About this task: Retype word for word the passage of the article below about Britney Spears' chart-topping single that begins with the words "Billboard said the song, the" and ends with "company Jive said.".

Source document:
──────────

LOS ANGELES (Reuters) - Britney Spears’ new single “Womanizer” made a record-breaking leap to top spot on Billboard’s Hot 100 singles chart on Wednesday, underscoring her musical comeback after making headlines with her personal woes.
Billboard said the song, the first from a new Spears album due for release in December, jumped from No.96 to No.1 in the past week and returned Spears to the top of the list for the first time since her 1999 debut single “Baby One More Time.”
“Womanizer” is also No. 1 on iTunes charts in Canada, France, Spain and Sweden, Spears’ record company Jive said.
Billboard said the unprecedented leap of “Womanizer” was spurred by first-week download sales of 286,000, the biggest opening week tally by a female artist since Nielsen SoundScan began tracking digital downloads in 2003.
The charts were released as expectations rose that Spears would start a tour in early 2009 — her first since 2004 — to support the new album “Circus” to be released on December 2.
Spears, 26, looking recently more like her old pop princess self, told a New York radio station last month that she planned to tour around the world next year but gave no details.
Jive declined to comment on a Billboard story about a tour next spring.
Last year, Spears performed a handful of club shows in southern California but did not go on the road to promote her last album “Blackout,” which had a good chart debut in November 2007 but faded quickly.
Spears has been on the mend this year after making headlines for shaving her head, attacking paparazzi with an umbrella, losing custody of her two sons and two admissions to psychiatric hospital units.
Her father took control of her business affairs in February and, in September, Spears won three awards for her 2007 song “Piece of Me” at the MTV video music awards.
She plans to set the record straight about her highly public meltdown in a 90-minute documentary to be aired on MTV on November 30.
Before her life spiraled out of control, Spears was one of the best-selling international artists of the last decade with sales of more than 62 million albums.

──────────

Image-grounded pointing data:
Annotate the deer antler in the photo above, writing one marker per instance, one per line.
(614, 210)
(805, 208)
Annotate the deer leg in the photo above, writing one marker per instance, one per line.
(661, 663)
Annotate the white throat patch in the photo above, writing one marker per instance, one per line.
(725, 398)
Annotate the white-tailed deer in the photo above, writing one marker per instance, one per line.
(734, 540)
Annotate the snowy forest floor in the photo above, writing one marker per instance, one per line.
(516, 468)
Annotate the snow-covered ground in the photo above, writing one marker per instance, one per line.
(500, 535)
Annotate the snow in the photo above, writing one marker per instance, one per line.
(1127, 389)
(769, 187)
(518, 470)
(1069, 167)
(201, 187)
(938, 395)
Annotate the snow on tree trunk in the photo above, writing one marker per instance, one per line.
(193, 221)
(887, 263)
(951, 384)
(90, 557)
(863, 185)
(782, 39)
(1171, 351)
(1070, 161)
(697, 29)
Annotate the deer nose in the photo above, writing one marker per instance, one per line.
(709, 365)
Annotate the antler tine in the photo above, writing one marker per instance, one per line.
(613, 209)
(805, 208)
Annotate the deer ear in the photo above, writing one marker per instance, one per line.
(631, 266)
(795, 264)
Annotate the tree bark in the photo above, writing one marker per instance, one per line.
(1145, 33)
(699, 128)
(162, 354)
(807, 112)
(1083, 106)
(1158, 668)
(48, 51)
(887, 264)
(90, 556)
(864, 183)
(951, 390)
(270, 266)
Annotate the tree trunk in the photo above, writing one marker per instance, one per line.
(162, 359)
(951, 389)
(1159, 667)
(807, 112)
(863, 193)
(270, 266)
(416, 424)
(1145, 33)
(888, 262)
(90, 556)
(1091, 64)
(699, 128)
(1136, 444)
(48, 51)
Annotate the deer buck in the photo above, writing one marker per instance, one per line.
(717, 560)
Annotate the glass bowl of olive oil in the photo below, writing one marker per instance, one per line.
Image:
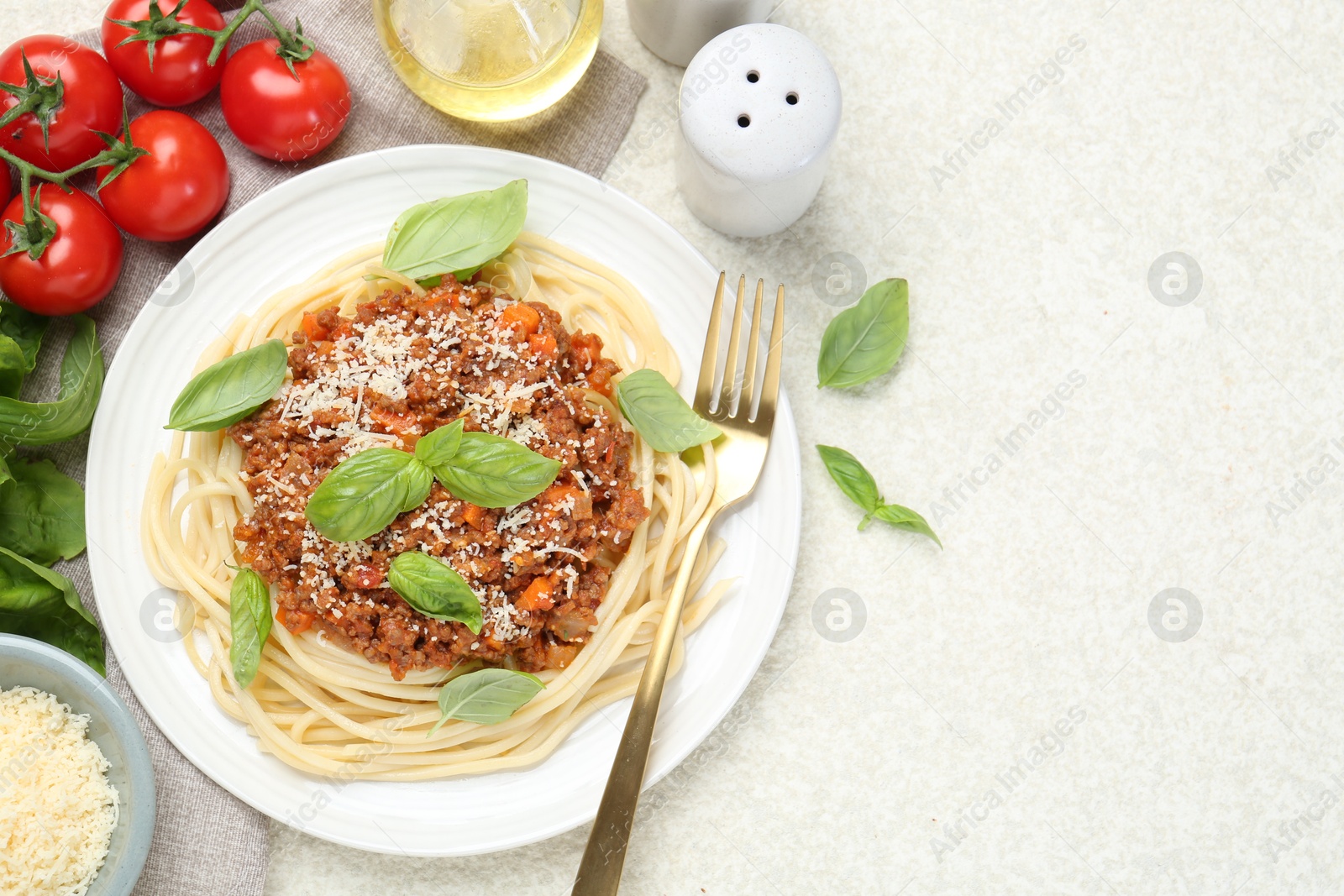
(490, 60)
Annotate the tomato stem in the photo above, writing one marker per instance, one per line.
(35, 96)
(37, 230)
(160, 26)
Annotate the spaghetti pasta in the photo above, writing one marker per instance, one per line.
(326, 710)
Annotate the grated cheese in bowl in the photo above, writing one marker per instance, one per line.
(57, 809)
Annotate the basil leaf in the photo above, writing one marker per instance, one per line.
(440, 446)
(40, 604)
(851, 476)
(487, 696)
(436, 590)
(40, 512)
(660, 416)
(366, 492)
(20, 338)
(902, 519)
(866, 340)
(230, 390)
(494, 472)
(456, 235)
(249, 620)
(860, 488)
(71, 412)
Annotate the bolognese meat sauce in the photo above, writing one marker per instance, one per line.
(391, 374)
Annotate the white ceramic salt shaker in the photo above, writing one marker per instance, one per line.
(759, 113)
(678, 29)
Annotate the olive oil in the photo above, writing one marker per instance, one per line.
(490, 60)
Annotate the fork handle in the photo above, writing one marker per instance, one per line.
(600, 872)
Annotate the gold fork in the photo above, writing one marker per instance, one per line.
(739, 456)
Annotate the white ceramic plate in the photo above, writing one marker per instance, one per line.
(282, 237)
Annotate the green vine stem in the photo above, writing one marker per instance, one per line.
(160, 26)
(44, 98)
(37, 230)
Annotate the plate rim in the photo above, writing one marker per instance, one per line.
(102, 429)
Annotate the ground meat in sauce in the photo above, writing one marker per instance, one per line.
(402, 367)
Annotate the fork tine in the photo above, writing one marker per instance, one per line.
(770, 385)
(730, 365)
(753, 342)
(705, 387)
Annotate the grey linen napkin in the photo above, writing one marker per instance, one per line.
(207, 841)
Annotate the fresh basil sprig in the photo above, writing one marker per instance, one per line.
(436, 590)
(230, 390)
(487, 696)
(71, 412)
(249, 620)
(660, 416)
(42, 604)
(494, 472)
(440, 446)
(860, 488)
(366, 492)
(866, 342)
(459, 234)
(40, 512)
(20, 338)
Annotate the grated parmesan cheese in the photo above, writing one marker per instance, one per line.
(57, 809)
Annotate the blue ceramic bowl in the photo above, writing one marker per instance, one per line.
(34, 664)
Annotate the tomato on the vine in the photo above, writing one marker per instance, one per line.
(78, 268)
(174, 70)
(279, 113)
(91, 100)
(174, 191)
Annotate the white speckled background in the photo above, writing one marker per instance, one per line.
(880, 765)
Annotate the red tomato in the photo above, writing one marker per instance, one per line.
(80, 266)
(276, 114)
(181, 73)
(174, 191)
(92, 101)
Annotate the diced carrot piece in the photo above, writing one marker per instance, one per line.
(394, 423)
(297, 621)
(312, 329)
(586, 349)
(600, 380)
(542, 344)
(558, 495)
(523, 318)
(538, 595)
(474, 515)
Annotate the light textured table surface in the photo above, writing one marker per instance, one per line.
(924, 755)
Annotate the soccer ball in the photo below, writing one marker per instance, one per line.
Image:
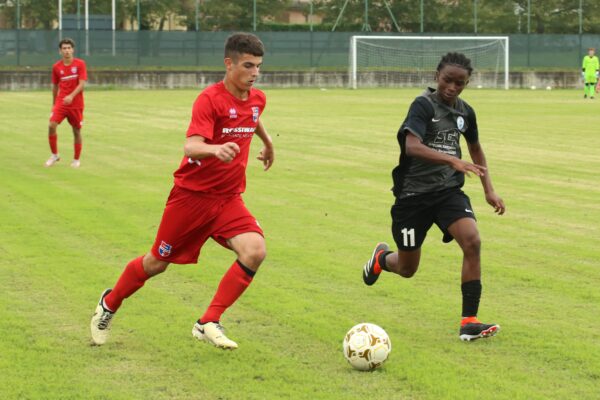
(366, 346)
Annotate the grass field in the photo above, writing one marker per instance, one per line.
(66, 235)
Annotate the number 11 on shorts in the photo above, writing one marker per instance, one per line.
(408, 237)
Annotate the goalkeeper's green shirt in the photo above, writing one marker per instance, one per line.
(589, 66)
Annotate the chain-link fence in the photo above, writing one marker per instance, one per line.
(285, 50)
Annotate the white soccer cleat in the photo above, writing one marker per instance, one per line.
(54, 158)
(214, 334)
(101, 320)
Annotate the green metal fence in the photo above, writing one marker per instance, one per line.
(285, 50)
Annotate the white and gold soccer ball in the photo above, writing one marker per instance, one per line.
(366, 346)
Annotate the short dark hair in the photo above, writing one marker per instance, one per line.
(66, 41)
(456, 59)
(243, 43)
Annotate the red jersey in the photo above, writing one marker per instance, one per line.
(220, 117)
(67, 78)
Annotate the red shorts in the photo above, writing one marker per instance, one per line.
(73, 115)
(190, 218)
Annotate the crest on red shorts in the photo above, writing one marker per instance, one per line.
(164, 249)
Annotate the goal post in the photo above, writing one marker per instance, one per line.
(409, 61)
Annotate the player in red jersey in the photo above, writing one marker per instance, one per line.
(69, 76)
(206, 201)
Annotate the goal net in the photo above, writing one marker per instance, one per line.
(411, 61)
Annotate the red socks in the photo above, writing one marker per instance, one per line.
(52, 141)
(233, 284)
(132, 278)
(77, 147)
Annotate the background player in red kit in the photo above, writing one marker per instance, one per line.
(206, 198)
(68, 79)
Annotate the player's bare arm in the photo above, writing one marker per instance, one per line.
(478, 157)
(196, 148)
(267, 154)
(69, 98)
(415, 148)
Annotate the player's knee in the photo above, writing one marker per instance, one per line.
(472, 245)
(154, 266)
(253, 255)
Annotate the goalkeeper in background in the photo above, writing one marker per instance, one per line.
(589, 71)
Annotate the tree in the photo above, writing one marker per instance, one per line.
(239, 14)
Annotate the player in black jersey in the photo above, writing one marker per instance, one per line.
(427, 187)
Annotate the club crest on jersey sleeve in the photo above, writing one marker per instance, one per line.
(164, 249)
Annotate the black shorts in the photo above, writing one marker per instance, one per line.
(413, 216)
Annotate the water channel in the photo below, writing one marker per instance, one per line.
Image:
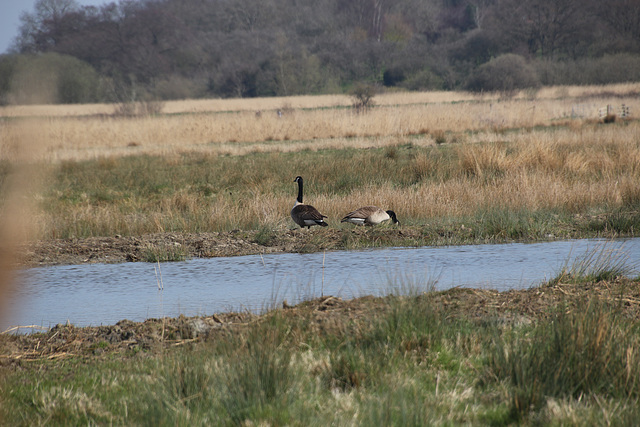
(103, 294)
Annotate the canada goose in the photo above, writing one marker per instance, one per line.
(305, 215)
(370, 215)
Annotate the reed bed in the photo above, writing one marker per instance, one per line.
(475, 163)
(233, 127)
(562, 173)
(551, 355)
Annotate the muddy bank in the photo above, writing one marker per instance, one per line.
(176, 246)
(328, 314)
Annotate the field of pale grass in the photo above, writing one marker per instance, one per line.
(308, 123)
(424, 157)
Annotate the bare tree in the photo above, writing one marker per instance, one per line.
(42, 27)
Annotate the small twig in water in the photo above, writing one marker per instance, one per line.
(324, 253)
(159, 279)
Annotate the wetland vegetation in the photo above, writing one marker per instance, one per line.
(456, 170)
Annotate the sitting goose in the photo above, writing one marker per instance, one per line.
(305, 215)
(370, 215)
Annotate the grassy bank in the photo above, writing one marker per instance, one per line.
(456, 168)
(534, 184)
(563, 353)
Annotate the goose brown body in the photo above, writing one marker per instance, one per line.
(306, 215)
(370, 215)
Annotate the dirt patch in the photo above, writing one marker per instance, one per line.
(328, 315)
(191, 245)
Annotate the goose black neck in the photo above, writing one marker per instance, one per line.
(299, 190)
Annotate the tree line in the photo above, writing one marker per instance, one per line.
(168, 49)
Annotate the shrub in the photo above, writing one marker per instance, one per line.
(506, 73)
(52, 78)
(362, 95)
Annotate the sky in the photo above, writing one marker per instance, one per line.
(10, 11)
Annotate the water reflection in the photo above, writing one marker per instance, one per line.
(107, 293)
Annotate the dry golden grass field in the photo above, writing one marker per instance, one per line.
(240, 126)
(229, 164)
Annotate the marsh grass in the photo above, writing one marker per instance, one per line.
(164, 253)
(409, 360)
(600, 263)
(580, 352)
(532, 187)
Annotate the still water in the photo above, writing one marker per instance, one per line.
(103, 294)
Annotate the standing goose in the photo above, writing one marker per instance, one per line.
(370, 215)
(305, 215)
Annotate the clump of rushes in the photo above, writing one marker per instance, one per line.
(164, 253)
(587, 350)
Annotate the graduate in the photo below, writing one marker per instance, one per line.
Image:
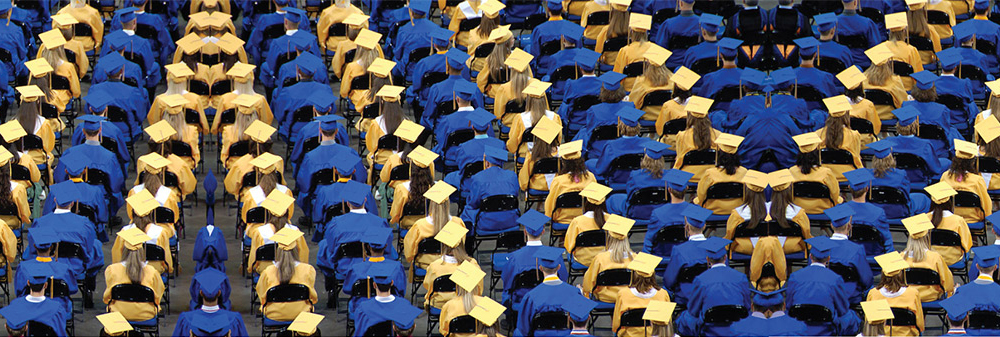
(719, 285)
(524, 259)
(210, 317)
(35, 307)
(550, 295)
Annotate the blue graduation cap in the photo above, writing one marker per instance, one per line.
(534, 222)
(715, 247)
(495, 155)
(611, 80)
(957, 307)
(294, 14)
(456, 58)
(696, 215)
(882, 148)
(768, 299)
(826, 21)
(985, 256)
(210, 281)
(859, 179)
(677, 179)
(820, 246)
(126, 14)
(839, 215)
(924, 79)
(43, 237)
(728, 46)
(906, 115)
(579, 308)
(807, 45)
(656, 150)
(480, 119)
(377, 237)
(629, 115)
(328, 122)
(91, 122)
(586, 59)
(710, 22)
(549, 257)
(64, 194)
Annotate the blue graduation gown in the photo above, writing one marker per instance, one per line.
(48, 312)
(519, 261)
(186, 319)
(486, 183)
(821, 286)
(547, 296)
(758, 326)
(61, 272)
(210, 249)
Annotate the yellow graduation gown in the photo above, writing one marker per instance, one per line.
(304, 274)
(116, 274)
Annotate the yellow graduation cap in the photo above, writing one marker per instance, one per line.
(657, 55)
(989, 129)
(536, 88)
(381, 67)
(891, 263)
(305, 323)
(356, 19)
(38, 67)
(422, 157)
(547, 130)
(52, 39)
(851, 77)
(644, 264)
(618, 226)
(918, 225)
(154, 162)
(12, 131)
(595, 193)
(940, 192)
(837, 105)
(114, 323)
(160, 131)
(451, 235)
(467, 275)
(659, 311)
(879, 54)
(755, 180)
(698, 106)
(728, 143)
(807, 142)
(440, 192)
(877, 310)
(487, 311)
(266, 162)
(571, 150)
(277, 203)
(640, 22)
(142, 203)
(965, 149)
(287, 236)
(685, 78)
(259, 131)
(368, 39)
(408, 130)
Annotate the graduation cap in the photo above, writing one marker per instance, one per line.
(677, 179)
(715, 247)
(696, 215)
(924, 79)
(534, 222)
(655, 150)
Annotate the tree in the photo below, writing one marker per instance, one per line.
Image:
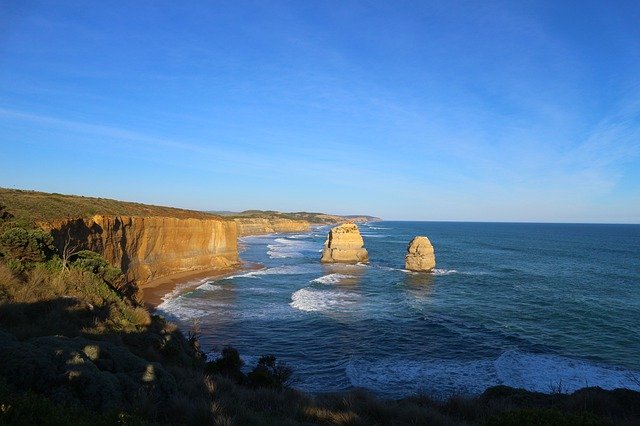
(269, 374)
(26, 245)
(69, 249)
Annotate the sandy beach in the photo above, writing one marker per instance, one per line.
(155, 290)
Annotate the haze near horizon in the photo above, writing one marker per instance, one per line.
(407, 111)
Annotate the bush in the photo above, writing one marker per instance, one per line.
(228, 365)
(91, 261)
(26, 246)
(550, 417)
(269, 374)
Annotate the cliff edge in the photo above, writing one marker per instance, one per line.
(146, 248)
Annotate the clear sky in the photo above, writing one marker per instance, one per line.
(448, 110)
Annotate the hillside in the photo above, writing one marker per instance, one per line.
(30, 207)
(315, 218)
(35, 206)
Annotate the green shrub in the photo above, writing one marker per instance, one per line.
(93, 262)
(269, 374)
(547, 417)
(26, 246)
(228, 365)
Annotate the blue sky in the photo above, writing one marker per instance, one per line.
(487, 111)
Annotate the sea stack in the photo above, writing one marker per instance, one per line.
(344, 245)
(420, 256)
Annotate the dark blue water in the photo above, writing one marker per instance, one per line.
(539, 306)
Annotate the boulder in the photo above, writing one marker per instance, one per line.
(344, 245)
(420, 256)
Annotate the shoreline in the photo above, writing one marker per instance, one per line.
(153, 293)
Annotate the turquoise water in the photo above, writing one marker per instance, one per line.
(538, 306)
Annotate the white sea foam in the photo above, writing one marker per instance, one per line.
(437, 271)
(310, 300)
(278, 270)
(443, 378)
(209, 287)
(332, 278)
(439, 378)
(283, 248)
(178, 308)
(544, 373)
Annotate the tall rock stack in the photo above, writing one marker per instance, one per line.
(344, 245)
(420, 256)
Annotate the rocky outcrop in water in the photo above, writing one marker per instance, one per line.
(420, 256)
(344, 245)
(146, 248)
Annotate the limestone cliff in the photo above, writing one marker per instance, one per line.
(261, 226)
(420, 255)
(345, 245)
(146, 248)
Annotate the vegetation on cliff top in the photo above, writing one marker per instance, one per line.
(319, 218)
(30, 207)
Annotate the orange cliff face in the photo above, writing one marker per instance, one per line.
(146, 248)
(259, 226)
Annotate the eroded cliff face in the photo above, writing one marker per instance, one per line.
(146, 248)
(258, 226)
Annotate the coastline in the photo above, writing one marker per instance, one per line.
(154, 291)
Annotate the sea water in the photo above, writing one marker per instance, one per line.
(545, 307)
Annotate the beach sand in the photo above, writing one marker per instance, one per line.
(154, 291)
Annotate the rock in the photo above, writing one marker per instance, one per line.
(420, 256)
(261, 226)
(147, 248)
(344, 245)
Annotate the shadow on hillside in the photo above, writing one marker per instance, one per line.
(72, 352)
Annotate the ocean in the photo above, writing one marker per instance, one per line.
(545, 307)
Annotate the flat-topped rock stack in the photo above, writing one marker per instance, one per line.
(420, 256)
(344, 245)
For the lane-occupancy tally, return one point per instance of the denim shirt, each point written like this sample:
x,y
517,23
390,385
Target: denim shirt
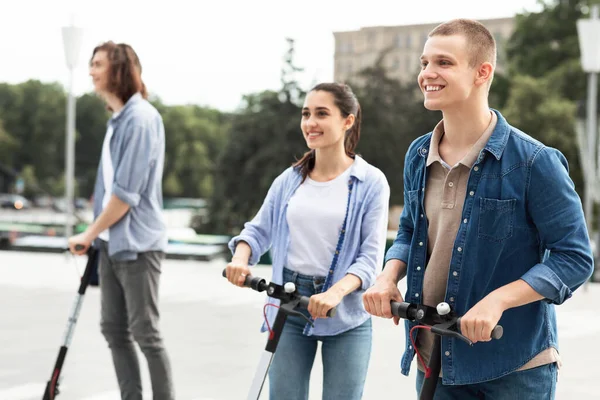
x,y
361,253
137,150
522,219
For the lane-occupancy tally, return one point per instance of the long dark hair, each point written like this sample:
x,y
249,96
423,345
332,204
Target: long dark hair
x,y
125,70
346,101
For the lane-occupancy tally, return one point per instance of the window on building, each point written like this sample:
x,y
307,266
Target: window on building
x,y
399,41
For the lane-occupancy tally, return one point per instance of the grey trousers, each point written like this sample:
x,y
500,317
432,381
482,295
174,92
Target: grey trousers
x,y
129,311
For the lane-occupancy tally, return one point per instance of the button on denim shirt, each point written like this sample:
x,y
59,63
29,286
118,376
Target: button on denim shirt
x,y
137,150
361,253
522,219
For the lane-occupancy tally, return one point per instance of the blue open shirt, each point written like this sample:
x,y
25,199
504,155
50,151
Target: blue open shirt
x,y
361,253
524,220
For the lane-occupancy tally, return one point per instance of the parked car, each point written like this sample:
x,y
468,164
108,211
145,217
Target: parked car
x,y
14,201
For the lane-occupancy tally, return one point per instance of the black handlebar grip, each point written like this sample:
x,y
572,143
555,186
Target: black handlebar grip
x,y
304,304
497,332
395,308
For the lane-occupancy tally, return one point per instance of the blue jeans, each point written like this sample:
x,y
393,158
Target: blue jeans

──────────

Answer space:
Billboard said the song, the first from a new Spears album due for release in December, jumped from No.96 to No.1 in the past week and returned Spears to the top of the list for the first time since her 1999 debut single “Baby One More Time.”
“Womanizer” is also No. 1 on iTunes charts in Canada, France, Spain and Sweden, Spears’ record company Jive said.